* **Exercise details**:
Reproduce the rows below word for word, from the line with "Practice step: locate the front" through the final row, including both.

* **Input for this task**:
[BEGIN]

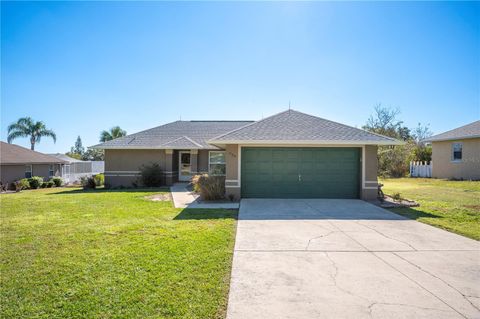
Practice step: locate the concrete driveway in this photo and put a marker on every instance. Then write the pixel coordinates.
(348, 259)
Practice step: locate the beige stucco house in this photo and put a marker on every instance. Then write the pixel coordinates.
(17, 162)
(456, 153)
(287, 155)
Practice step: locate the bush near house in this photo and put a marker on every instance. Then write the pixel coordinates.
(88, 182)
(151, 175)
(22, 184)
(35, 182)
(99, 179)
(57, 181)
(209, 187)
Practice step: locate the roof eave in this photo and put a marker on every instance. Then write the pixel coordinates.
(148, 148)
(305, 142)
(430, 140)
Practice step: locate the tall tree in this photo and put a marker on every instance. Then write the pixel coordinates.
(114, 132)
(78, 148)
(92, 154)
(420, 133)
(384, 121)
(27, 127)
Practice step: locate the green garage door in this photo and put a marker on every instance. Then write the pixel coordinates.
(277, 172)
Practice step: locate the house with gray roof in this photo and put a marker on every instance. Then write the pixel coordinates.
(287, 155)
(456, 153)
(18, 162)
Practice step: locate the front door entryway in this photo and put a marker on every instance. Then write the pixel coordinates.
(184, 166)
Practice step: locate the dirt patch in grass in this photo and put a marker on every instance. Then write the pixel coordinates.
(163, 197)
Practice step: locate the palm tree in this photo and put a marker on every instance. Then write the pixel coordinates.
(115, 132)
(26, 127)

[END]

* **Problem solution**:
Practice step: locate the front door entryway in this photo and put a marker on every instance. Then write the pixel coordinates.
(184, 166)
Practice step: locate the dirt patch in grass in this photo and put a marker on every instance. Then write the pixel coordinates.
(163, 197)
Practice step: locate the palm tree in this photo and put a marker on every instance. Then write the pixel coordinates.
(115, 132)
(26, 127)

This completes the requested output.